■ **TASK**: Rewrite everything from the line containing "Annotation task: mark the tree" down to the end of the listing below, replacing "tree foliage" with "leafy canopy" and leaving everything else unchanged.

■ **GIVEN RECORDS**:
%%
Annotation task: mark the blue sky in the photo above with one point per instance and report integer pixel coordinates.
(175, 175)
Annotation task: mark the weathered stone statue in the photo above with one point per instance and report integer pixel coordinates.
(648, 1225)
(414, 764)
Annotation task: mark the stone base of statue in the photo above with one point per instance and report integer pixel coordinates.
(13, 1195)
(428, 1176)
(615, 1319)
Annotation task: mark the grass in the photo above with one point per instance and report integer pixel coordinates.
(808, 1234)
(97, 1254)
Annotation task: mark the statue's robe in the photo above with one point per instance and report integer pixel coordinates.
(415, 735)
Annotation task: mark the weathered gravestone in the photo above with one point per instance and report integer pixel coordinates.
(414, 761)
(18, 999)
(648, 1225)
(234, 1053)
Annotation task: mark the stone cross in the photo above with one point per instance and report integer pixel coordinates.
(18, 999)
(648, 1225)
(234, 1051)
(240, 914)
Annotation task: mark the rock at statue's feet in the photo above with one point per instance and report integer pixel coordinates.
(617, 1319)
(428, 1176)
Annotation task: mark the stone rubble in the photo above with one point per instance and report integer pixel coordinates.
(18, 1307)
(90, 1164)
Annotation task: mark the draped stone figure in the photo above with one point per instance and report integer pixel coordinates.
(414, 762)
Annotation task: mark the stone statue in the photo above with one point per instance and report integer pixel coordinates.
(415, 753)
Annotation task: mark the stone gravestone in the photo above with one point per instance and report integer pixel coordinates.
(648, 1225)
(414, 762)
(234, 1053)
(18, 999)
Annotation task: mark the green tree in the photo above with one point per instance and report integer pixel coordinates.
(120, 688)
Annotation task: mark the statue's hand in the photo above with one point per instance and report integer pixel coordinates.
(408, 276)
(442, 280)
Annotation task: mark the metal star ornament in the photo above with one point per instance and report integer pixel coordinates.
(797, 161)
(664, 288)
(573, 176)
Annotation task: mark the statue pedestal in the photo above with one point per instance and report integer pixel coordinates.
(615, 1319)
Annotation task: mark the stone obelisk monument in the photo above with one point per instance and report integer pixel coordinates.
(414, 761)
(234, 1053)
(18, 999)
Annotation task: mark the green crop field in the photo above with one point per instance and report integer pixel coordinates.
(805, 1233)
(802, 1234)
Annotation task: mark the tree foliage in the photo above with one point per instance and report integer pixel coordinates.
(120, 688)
%%
■ **EXERCISE RESPONSE**:
Annotation task: mark the leafy canopy in the photo above with one point per instance and report integer pixel coordinates.
(120, 688)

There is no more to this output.